▼▼▼

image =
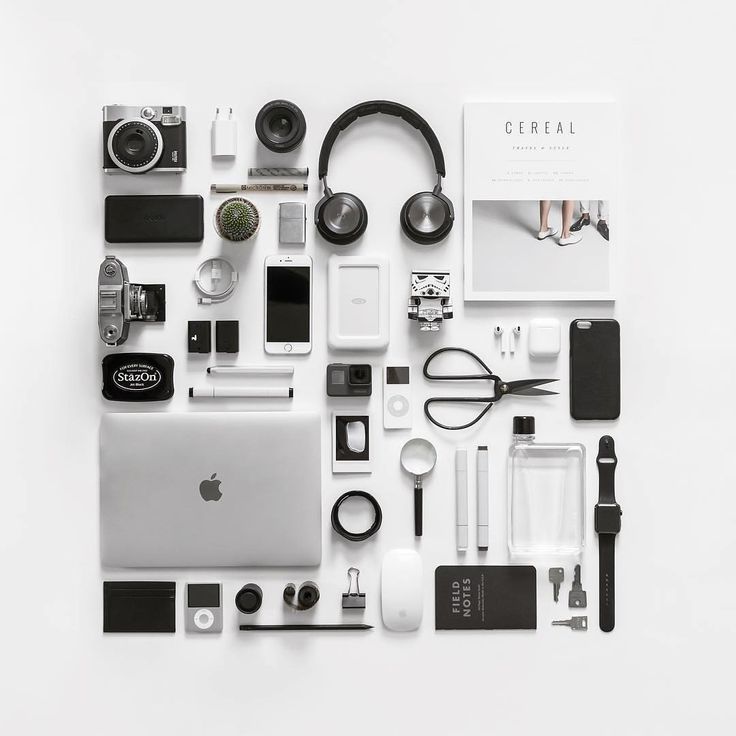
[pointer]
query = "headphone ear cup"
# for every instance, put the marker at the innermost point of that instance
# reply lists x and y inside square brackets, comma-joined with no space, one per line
[341,218]
[426,217]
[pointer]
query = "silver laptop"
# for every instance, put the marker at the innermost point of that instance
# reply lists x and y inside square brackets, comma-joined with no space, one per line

▲▲▲

Reproduce every line above, requests included, but offset each coordinate in the answers by adding 31 to every number. Leave the pictures out of your reply.

image =
[pointer]
query = "headphone ear cup"
# for every instance, put the marker at the innermost point of that instance
# reply lists x and y inside square brackets, comma-joined with no space, one per line
[372,249]
[457,248]
[pointer]
query = "silver laptop"
# for every instance, put the marker at the innermost point of that instance
# reply lists x and y inside square brackets, comma-joined with no space, one per line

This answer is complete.